Yapılacak Görevler
- A) Aşağıdaki ifadelerin kaynak metinle uyuşup uyuşmadığını belirleyiniz: (i) Aileler Kürt düşmanıdır. (ii) Asker ailelerinin bir kısmına maaş ve tazminat şantajı yapılmaktadır. (iii) Demirtaş çağrısını daha çok Kürt analarına yapmıştır. Her ifade için "evet" ya da "hayır" deyip kararı belirleyen sözleri metinden aynen aktarınız.
- B) Kaynak metne göre aileler, çocuklarının nerede olduğunu öğrenmek için neden valiliklere ve askerlik şubelerine başvurmalıdır? Bir ila üç cümleyle açıklayınız.
- C) Kaynak metinde ailelerin başvuru yaparken öğrenmek istediklerini söylemeleri gereken şeylerin tamamını sıralayınız.

=== Kaynak Metin ===

Taziyelere gitmelerinin kendileri için önemli ve anlamlı olduğunu belirten Demirtaş şunları söyledi: “Asıl büyük değişim, sürece katlı sunacak şey, Başbakan’ın bir gerilla taziyesine katılması, bir gerilla ailesinin acısını paylaşmasıdır. Telefonla da olsa, yüz yüze dolsa bugüne kadar hiçbir hükümet yetkilisi taziyelerini bildirmemiş, acılarını paylaşmamıştır. Aileler Kürt düşmanı değil, Kürt hareketinin düşmanı değil. Zorunlu olarak çocukları askere alınıyor ve ailelere hiçbir bilgi verilmiyor. Maalesef çocukları bilmedikleri, niçin savaştıklarını anlamadıkları bir şekilde yaşamını yitiriyor. Dolayısıyla Kürt sorunu asker aileleriyle Kürtler arasındaki bir sorun değildir. PKK’yle asker aileleri arasındaki bir sorun da değildir. Ve bizce asker aileleri bu savaşta aslında taraf da değil. Doğru bilgilendirilseler belki bu savaşa en fazla karşı çıkacak olanlar onlardır. Tabii hepsinde bir korku, kaygı da var. Devlet bu kesimleri üstü kapalı bir şekilde şantajla susturmaya çalışıyor. Kimine maaş ve tazminat şantajı yapılıyor. ‘Sesinizi yükseltirseniz terör örgütünün ekmeğine yağ sürersiniz’ deniyor. ‘Bu, devletin hoşuna gitmez’ gibi telkinlerde bulunuluyor. Medyanın da bunda rolü var. Medya da savaşı pohpohlayan bir çizgiyle yayın yapınca kamuoyu da maalesef sağlıklı bir şekilde bilgilenemiyor. Ama nihayetinde çocuğu askerliğini yapmakta olan ailelerin de sesini yükseltmesi gerekir. Bizim çağrımız aynı zamanda onlaradır. Gidip valiliklere, askerlik şubelerine başvuru yapabilirler. ‘Benim çocuğum şu anda nerede, niye savaşıyor, sağ mı ölü mü, bilmek istiyorum’ demeleri lazım. Çünkü haftalarca, aylarca aileler çocuklarından haber alamıyorlar. Telefonla görüşemiyorlar. O çatışmalar süresince, çok sayıda kayıp yaşanıyor, devlet bunları gizliyor. Önce yaralı olarak veriliyor, intihar etti deniyor. Devlet bir şekilde toplumun baskısını hafifletmek için ölümleri gizliyor ve askerlerle ailelerin temasa geçmesini engellemeye çalışıyor. Savaş da bu yüzden uzayıp gidiyor. O yüzden herkesin sesini yükseltmesi lazım. Türk ve Kürt anaları ele ele vermeli diye çağrı yaptık. Hiçbir siyasetçi anaların bu çağrısının önünde çok fazla duramaz. Çünkü annelerin çağrısı savaşı durdurabilecek etkili bir güçtür. Ben bu yüzden daha çok Türk analarına, çağrı yaptım çünkü Kürt anaları bunu zaten yapıyor, yapmaya da hazırlar he zaman.”

=== Ham Liste ===

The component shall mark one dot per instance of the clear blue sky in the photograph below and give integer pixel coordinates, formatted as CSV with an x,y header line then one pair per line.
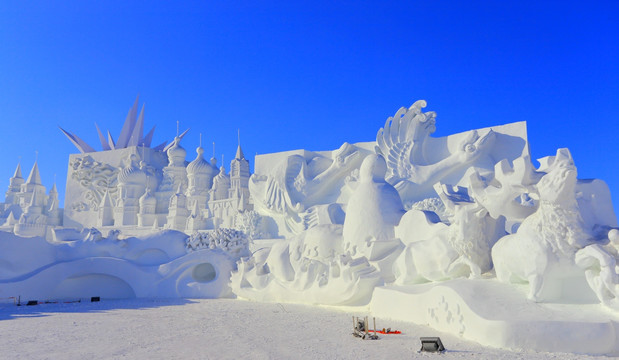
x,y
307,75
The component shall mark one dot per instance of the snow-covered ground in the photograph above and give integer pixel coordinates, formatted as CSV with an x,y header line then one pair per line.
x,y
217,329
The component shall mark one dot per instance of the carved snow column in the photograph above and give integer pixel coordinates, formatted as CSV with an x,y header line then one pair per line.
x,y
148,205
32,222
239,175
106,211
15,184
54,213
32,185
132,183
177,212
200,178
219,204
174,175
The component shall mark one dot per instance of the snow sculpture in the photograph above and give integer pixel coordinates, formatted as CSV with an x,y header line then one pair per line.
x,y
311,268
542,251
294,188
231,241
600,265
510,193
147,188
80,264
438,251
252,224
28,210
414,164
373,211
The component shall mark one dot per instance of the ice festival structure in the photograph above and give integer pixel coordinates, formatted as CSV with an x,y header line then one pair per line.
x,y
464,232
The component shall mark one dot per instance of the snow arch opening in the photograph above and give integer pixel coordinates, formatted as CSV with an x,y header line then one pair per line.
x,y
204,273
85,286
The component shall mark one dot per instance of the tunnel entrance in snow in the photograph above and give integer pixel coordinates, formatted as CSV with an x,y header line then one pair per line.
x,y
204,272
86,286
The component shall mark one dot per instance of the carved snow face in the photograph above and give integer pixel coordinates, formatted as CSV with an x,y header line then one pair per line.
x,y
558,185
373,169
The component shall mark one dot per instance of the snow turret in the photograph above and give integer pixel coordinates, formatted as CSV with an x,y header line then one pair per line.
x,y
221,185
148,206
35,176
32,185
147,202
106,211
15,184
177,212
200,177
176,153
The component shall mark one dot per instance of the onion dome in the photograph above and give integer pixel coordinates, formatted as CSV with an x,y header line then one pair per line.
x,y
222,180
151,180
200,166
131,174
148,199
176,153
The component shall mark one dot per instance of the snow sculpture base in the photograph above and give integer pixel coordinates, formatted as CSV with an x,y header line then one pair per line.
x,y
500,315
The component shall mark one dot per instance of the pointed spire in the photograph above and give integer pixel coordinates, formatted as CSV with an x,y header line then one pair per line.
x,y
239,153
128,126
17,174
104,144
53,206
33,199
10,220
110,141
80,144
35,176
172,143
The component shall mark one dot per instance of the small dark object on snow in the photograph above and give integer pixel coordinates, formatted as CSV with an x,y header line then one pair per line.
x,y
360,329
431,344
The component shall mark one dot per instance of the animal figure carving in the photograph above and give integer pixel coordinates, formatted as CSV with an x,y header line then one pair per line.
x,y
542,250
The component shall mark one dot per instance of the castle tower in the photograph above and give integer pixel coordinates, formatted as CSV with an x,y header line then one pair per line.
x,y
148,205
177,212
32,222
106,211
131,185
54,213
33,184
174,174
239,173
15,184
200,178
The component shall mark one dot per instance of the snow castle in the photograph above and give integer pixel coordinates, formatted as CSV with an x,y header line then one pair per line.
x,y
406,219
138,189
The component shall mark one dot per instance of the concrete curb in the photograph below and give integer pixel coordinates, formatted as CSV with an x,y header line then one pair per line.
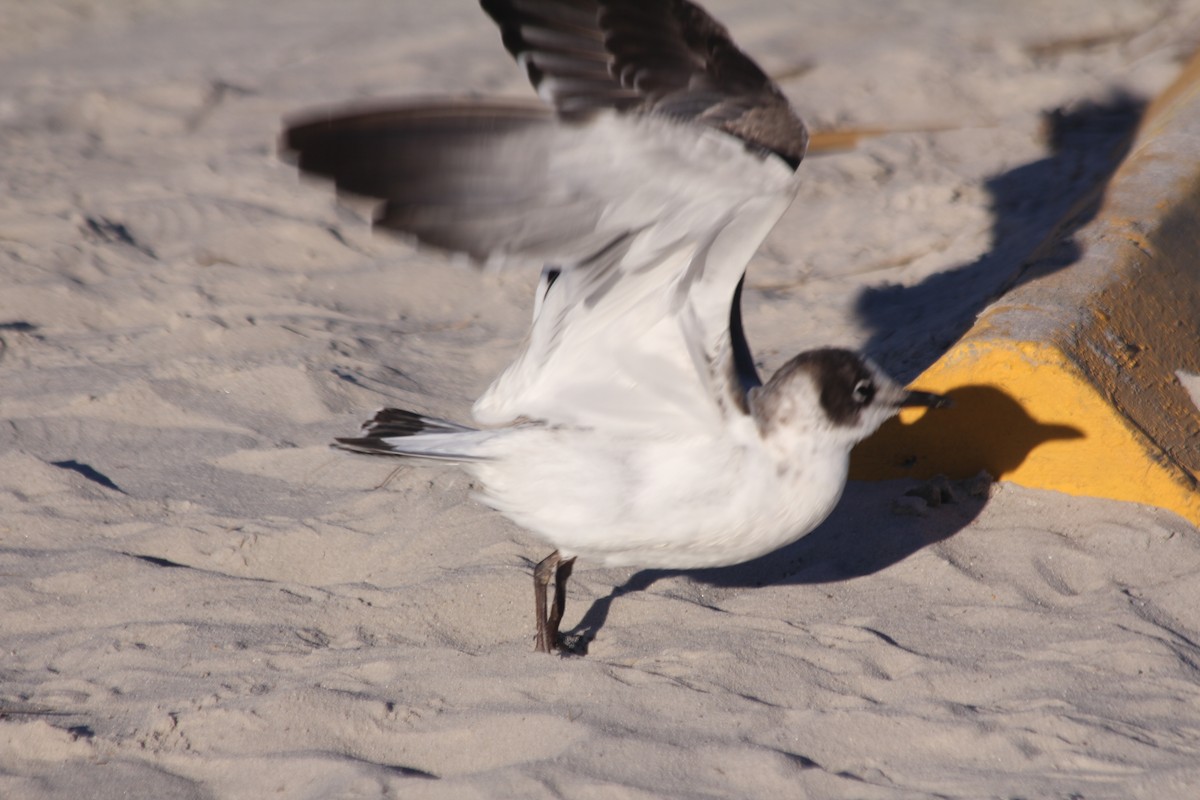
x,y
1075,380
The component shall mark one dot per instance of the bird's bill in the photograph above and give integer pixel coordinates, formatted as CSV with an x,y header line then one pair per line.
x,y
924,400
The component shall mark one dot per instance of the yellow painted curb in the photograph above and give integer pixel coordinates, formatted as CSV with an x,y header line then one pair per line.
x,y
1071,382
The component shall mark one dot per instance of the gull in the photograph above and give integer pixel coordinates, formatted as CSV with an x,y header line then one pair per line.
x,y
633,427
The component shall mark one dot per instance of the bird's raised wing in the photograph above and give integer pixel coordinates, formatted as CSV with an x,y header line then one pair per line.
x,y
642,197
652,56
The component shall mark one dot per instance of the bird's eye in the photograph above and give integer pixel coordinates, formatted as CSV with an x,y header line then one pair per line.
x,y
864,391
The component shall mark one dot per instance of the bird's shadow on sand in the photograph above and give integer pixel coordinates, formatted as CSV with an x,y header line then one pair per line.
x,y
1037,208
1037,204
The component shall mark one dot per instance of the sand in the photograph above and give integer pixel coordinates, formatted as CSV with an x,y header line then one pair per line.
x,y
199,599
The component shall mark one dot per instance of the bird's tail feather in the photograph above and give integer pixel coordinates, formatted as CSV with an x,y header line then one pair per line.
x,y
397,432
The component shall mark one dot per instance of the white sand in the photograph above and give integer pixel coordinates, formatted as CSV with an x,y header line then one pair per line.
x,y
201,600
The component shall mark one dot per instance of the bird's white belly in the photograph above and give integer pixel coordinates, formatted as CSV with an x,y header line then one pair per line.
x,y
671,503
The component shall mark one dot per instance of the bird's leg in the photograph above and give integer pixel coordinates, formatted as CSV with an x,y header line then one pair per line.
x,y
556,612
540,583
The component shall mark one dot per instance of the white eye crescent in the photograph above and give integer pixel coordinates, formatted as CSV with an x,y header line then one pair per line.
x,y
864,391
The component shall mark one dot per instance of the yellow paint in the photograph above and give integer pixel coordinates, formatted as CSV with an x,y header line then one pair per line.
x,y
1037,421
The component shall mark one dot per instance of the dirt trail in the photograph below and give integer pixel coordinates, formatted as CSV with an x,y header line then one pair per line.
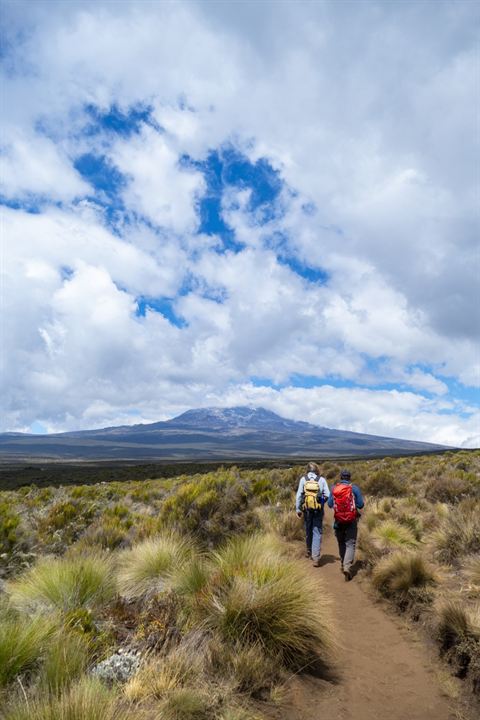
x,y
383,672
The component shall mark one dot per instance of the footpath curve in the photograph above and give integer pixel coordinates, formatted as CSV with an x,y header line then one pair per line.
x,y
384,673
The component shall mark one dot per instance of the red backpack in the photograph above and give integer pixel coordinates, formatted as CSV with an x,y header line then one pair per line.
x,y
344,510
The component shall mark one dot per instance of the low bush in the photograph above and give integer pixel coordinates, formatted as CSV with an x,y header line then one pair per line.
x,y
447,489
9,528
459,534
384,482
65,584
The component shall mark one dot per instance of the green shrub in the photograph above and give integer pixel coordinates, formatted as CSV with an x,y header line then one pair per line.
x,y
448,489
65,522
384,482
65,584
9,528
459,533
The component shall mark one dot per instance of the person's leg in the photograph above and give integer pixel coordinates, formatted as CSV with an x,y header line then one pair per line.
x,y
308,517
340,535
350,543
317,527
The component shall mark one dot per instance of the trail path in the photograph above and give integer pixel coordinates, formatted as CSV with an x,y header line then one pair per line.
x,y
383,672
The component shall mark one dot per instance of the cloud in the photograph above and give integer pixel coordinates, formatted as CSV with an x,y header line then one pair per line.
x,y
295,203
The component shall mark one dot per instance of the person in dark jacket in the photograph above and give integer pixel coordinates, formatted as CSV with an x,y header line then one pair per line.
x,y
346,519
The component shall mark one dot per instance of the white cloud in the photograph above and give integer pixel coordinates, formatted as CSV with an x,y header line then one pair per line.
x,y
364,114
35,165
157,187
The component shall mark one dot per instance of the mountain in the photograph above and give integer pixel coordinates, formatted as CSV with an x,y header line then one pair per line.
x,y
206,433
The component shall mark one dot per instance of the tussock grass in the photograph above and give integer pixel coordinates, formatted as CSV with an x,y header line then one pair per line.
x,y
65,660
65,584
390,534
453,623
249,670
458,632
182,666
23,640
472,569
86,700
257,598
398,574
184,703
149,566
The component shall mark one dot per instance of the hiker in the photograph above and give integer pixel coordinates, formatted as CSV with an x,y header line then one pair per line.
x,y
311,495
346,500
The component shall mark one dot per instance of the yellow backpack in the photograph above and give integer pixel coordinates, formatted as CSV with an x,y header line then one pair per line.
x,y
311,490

===
=== Ham Liste ===

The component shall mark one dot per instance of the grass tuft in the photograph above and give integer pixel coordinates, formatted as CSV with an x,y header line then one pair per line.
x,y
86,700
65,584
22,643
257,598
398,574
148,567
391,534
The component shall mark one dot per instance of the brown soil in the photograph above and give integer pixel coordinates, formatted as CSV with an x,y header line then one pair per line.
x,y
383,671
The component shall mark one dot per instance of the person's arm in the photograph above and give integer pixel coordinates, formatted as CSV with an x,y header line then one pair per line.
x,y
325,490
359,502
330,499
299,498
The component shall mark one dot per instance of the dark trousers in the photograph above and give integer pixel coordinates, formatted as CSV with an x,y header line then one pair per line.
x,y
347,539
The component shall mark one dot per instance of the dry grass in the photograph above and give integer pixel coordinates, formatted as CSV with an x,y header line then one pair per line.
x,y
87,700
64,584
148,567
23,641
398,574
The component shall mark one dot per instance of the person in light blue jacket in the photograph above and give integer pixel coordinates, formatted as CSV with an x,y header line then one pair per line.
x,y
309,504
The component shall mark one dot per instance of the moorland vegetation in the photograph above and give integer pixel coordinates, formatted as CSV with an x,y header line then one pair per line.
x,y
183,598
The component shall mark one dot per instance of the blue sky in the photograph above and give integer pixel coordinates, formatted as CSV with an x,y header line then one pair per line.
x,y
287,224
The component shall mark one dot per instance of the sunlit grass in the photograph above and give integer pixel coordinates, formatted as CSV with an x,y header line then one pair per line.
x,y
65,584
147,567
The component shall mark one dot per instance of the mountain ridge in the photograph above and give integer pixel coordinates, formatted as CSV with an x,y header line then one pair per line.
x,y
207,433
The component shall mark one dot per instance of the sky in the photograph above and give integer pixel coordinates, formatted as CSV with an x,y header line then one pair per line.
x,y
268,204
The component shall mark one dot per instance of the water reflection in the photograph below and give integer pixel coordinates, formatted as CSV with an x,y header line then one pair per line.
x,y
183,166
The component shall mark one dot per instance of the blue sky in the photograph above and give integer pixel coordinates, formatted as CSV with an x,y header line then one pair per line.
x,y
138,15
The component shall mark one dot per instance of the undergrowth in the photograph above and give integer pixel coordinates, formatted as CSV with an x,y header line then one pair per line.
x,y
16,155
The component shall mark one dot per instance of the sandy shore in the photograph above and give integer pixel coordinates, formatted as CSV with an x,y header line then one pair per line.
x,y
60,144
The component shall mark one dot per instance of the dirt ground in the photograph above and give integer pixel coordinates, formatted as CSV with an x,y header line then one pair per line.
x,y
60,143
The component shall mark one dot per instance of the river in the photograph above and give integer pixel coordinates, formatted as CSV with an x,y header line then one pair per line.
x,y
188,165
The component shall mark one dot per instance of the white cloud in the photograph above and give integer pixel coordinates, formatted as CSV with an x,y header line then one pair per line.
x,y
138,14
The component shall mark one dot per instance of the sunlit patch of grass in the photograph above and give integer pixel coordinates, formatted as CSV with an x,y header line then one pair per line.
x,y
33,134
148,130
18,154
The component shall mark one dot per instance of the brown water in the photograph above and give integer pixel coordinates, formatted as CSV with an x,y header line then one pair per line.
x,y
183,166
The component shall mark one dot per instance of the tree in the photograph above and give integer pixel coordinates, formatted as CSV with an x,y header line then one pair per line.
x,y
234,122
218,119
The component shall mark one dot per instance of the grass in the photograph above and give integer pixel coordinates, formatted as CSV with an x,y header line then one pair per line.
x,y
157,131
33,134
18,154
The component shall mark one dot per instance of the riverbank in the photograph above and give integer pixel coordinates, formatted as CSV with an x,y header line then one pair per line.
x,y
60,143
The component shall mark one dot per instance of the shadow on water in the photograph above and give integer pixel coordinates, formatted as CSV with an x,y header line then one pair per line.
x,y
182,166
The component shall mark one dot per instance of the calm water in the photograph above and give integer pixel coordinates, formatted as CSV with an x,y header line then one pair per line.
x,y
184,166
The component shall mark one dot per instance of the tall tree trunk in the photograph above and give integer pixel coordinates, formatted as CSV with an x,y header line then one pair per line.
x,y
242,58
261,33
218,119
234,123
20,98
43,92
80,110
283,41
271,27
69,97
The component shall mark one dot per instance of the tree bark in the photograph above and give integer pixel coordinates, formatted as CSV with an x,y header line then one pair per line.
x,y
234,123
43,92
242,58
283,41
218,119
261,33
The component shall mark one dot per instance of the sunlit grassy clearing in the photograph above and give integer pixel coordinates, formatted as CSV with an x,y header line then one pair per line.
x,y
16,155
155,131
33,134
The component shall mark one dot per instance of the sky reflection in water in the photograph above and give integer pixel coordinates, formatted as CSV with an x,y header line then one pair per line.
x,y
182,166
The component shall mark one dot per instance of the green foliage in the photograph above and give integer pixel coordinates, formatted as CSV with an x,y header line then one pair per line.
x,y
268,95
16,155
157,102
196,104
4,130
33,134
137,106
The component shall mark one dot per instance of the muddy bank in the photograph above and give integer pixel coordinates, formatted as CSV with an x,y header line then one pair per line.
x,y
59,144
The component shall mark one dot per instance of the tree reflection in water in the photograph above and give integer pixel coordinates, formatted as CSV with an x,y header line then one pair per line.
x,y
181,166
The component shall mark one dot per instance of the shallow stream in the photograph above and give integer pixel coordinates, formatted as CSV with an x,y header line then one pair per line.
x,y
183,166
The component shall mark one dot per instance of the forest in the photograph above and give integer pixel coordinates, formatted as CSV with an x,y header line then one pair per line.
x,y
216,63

===

Yanıtlar
- A)
(i) Hayır: "Aileler Kürt düşmanı değil, Kürt hareketinin düşmanı değil."
(ii) Evet: "Kimine maaş ve tazminat şantajı yapılıyor."
(iii) Hayır: "Ben bu yüzden daha çok Türk analarına, çağrı yaptım"

- B) Çünkü aileler haftalarca, aylarca çocuklarından haber alamamaktadır. Onlarla telefonla da görüşememektedirler.

- C)
- Çocuklarının şu anda nerede olduğu
- Çocuklarının niye savaştığı
- Çocuklarının sağ mı ölü mü olduğu